▶ [Extract provided]
※

Thai children in a rice field, waist deep in water, grin holding handfulls of green rice shoots above their heads
Children in Thailand are encouraged to plant rice so they can appreciate the work that goes into this staple crop
 

Rice is life

 

When conducting an investigation into all aspects of rice production and consumption it's to Asia one automatically turns. About 90% of the world's rice is eaten in Asia alone. But why rice? Why the intense interest in such a commonplace commodity?

Well, it's cultivated on six of our seven continents and three billion people, that's almost half the world, depend on rice to survive. Its impact is economic, environmental, political and cultural.

A spiritual connection

 
All the countries I visited have a deep, almost spiritual connection with rice, played out in ancient rituals and customs. In Thailand - the world's number one exporter of rice - there's an annual Royal Ploughing Ceremony, which has deep religious roots. It's designed to boost the morale of rice farmers and to give an auspicious beginning to the new planting season. It involves traditional music, beautiful Thai women, and the scattering of royal rice seeds grown especially for the occasion at King Bhumibol's palace. A prediction is made about the success of the next harvest, and it's usually a positive one.
The relationship some countries have with their staple food is understandably precious; rice may well be the only source of food for many.

※

▶ [Items]
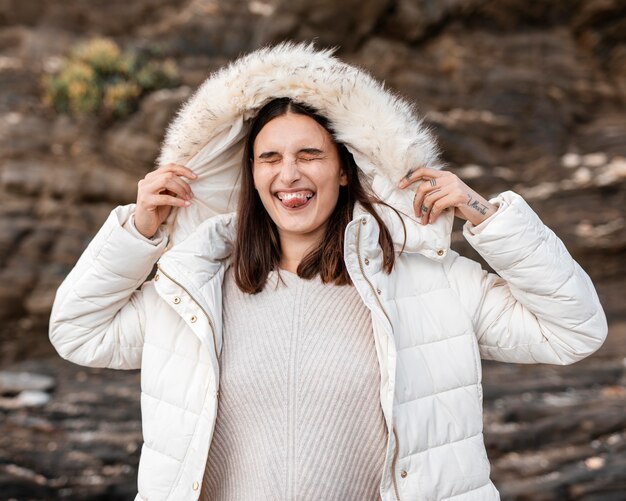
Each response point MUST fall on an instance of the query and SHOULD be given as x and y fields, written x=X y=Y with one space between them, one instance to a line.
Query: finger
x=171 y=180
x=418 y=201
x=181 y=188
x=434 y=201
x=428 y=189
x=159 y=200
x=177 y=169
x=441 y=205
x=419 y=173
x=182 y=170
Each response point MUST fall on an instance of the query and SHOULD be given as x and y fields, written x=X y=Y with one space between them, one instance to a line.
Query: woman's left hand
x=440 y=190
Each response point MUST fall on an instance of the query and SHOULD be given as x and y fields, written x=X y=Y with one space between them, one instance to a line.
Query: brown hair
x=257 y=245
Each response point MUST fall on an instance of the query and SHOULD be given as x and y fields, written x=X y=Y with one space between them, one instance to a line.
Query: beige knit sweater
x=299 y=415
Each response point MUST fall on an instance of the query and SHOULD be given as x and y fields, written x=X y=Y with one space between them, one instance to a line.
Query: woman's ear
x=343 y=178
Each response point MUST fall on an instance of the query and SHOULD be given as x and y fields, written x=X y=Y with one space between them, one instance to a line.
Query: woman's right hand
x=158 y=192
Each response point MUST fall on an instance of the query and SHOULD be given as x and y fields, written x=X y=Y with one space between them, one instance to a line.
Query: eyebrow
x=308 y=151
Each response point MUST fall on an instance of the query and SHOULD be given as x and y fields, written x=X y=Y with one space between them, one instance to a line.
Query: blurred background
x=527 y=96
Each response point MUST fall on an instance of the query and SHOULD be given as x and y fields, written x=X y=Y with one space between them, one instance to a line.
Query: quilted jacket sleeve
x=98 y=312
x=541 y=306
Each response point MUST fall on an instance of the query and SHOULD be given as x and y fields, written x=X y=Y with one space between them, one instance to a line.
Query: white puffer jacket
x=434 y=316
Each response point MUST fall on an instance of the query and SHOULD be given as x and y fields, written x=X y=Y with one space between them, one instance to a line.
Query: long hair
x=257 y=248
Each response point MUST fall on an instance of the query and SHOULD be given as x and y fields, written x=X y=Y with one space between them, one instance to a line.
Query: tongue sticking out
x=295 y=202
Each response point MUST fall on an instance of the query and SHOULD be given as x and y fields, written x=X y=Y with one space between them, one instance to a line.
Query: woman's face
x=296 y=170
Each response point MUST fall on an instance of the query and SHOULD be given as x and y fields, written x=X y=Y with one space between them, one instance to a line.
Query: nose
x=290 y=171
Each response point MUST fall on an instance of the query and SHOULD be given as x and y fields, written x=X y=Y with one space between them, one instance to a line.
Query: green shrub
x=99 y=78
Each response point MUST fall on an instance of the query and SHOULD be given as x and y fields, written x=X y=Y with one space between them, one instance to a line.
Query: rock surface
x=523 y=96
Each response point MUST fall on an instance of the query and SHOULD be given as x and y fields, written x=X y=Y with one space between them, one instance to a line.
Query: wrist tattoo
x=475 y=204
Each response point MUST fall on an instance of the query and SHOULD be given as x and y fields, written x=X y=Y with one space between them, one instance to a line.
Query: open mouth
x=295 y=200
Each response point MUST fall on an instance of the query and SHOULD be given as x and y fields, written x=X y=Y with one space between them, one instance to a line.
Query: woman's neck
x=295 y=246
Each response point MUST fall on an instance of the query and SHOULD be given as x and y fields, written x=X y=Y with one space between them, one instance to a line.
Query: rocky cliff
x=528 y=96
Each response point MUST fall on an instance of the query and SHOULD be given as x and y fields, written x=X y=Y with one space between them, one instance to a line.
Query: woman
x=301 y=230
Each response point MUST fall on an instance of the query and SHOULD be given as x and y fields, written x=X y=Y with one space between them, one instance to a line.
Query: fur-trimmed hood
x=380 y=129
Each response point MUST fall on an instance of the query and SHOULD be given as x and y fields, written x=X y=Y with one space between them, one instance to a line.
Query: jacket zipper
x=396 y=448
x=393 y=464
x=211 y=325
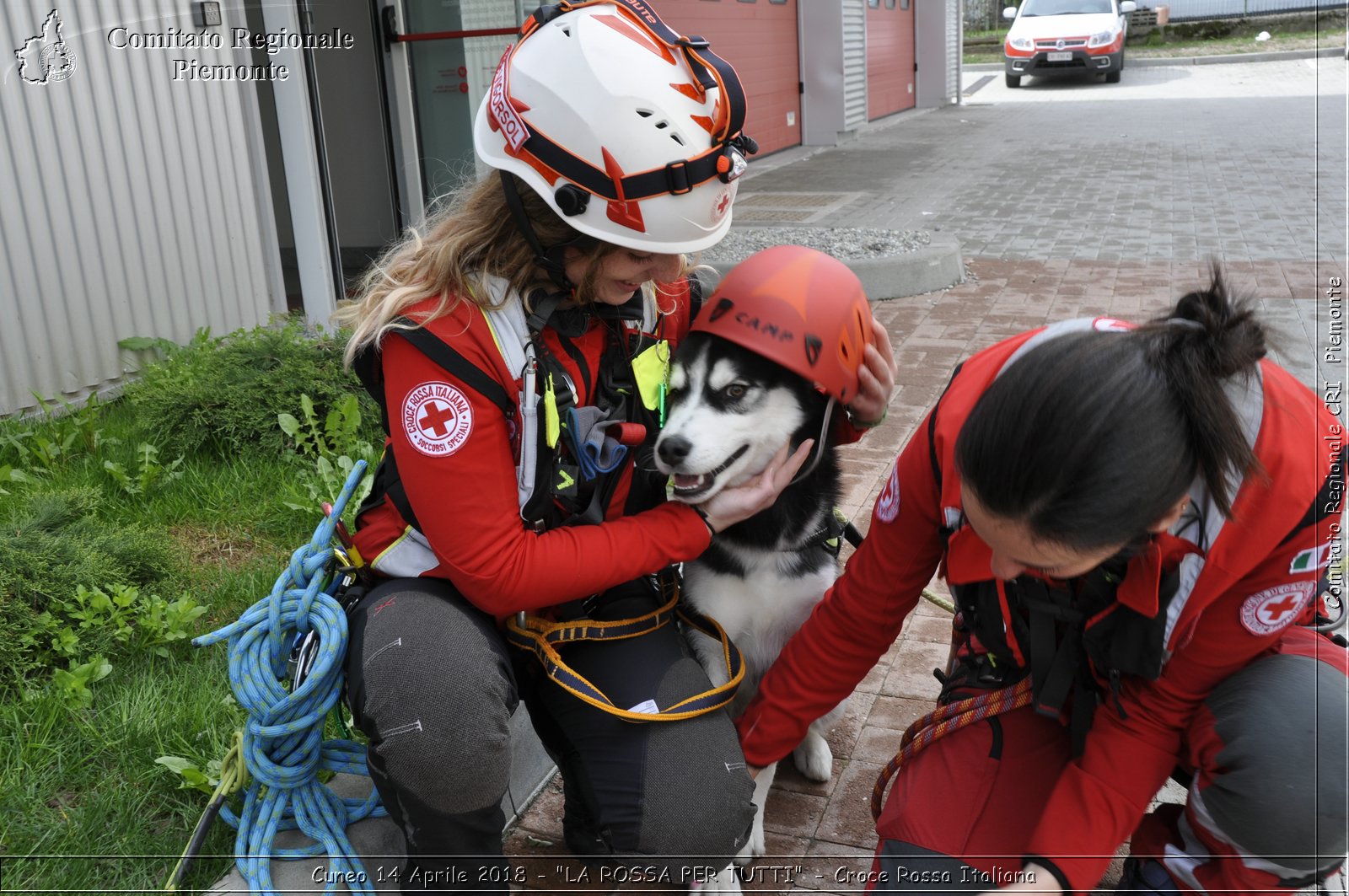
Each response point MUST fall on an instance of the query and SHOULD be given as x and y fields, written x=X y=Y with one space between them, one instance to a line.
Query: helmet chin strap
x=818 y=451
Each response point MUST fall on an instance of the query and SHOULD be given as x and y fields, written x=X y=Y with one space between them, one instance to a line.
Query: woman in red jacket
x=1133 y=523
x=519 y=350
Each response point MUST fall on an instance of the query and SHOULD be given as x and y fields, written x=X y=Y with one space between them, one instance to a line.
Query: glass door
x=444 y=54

※

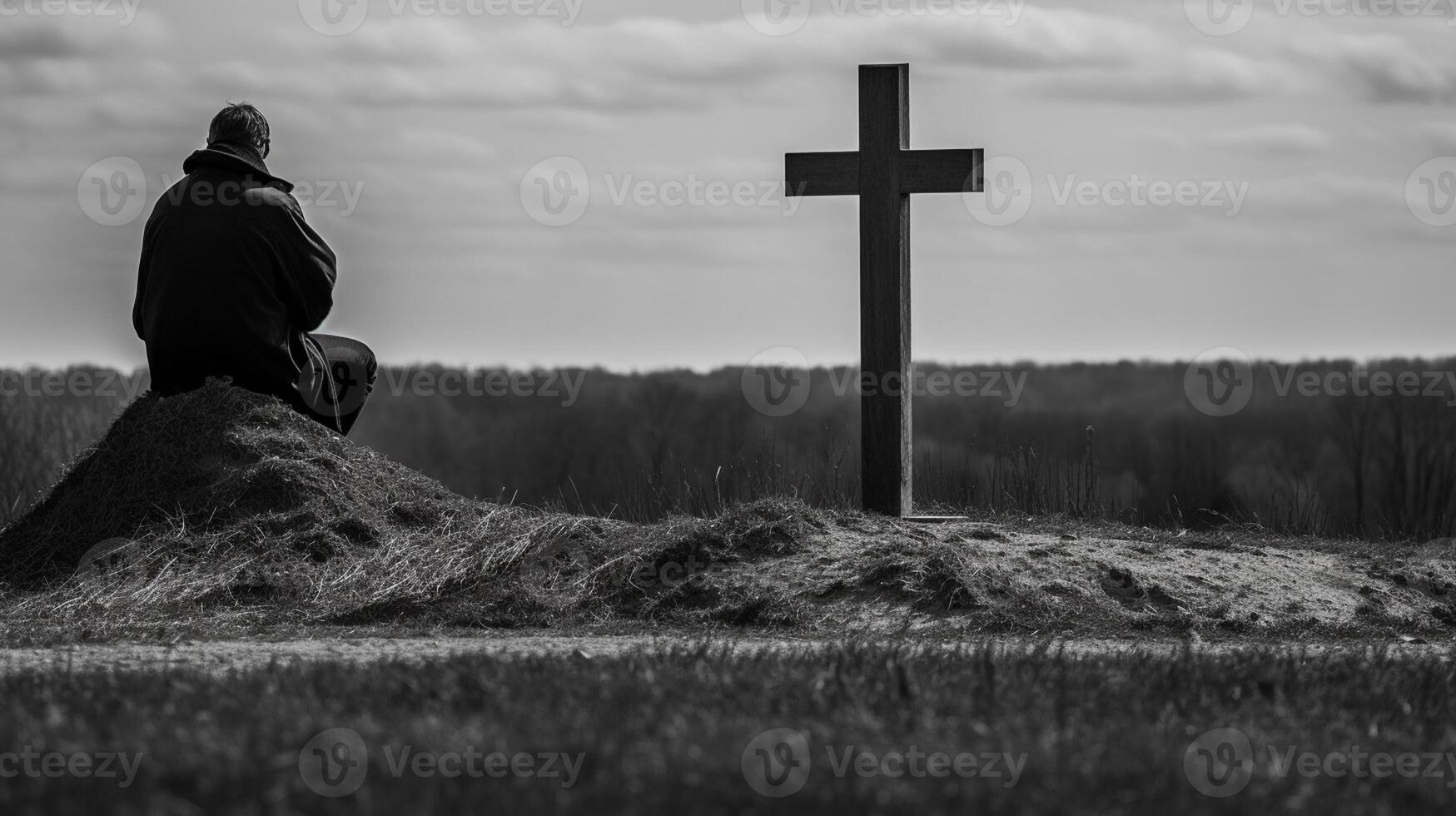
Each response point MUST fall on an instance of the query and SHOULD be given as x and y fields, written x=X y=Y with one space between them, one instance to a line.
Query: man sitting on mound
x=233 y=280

※

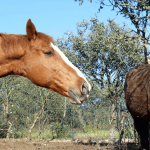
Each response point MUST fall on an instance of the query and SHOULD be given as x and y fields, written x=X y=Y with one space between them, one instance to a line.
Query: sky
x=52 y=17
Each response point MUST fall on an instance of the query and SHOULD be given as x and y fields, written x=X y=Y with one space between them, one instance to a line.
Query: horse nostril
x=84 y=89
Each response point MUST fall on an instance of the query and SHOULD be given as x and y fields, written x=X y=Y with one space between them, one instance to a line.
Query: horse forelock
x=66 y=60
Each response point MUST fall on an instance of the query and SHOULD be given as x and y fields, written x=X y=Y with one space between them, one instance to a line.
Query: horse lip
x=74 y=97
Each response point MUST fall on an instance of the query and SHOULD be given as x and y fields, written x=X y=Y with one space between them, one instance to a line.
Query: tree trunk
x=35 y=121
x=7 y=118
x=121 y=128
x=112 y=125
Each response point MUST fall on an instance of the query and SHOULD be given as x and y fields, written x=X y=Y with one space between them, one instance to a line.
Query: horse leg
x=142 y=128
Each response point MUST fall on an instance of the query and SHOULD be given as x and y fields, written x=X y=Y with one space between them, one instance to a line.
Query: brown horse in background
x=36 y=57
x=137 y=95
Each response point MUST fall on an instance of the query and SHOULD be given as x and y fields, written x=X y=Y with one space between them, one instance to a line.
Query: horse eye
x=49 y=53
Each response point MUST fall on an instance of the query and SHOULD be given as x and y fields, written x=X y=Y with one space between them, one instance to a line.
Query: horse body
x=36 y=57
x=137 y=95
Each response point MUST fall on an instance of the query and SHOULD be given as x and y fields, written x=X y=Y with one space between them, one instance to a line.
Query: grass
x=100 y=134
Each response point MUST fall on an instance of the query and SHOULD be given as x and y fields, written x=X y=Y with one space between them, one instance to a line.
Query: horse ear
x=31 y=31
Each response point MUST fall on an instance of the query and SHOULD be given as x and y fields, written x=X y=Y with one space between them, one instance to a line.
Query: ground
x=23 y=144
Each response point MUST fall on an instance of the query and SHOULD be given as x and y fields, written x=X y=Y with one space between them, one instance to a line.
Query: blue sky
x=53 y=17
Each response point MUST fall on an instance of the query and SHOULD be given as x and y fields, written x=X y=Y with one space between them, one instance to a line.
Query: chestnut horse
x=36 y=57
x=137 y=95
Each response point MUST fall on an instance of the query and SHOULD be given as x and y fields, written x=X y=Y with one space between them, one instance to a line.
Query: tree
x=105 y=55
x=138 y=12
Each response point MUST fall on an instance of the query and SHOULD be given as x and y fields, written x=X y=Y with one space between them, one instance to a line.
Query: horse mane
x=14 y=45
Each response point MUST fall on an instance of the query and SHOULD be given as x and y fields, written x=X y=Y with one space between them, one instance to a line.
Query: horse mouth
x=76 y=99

※

Answer the following from the text on rice production and consumption:
(a) What share of the world's rice is eaten in Asia?
(b) How many people depend on rice to survive?
(c) Which country is the world's number one exporter of rice?

▶ [Output for this task]
(a) About 90%.
(b) Three billion people, almost half the world.
(c) Thailand.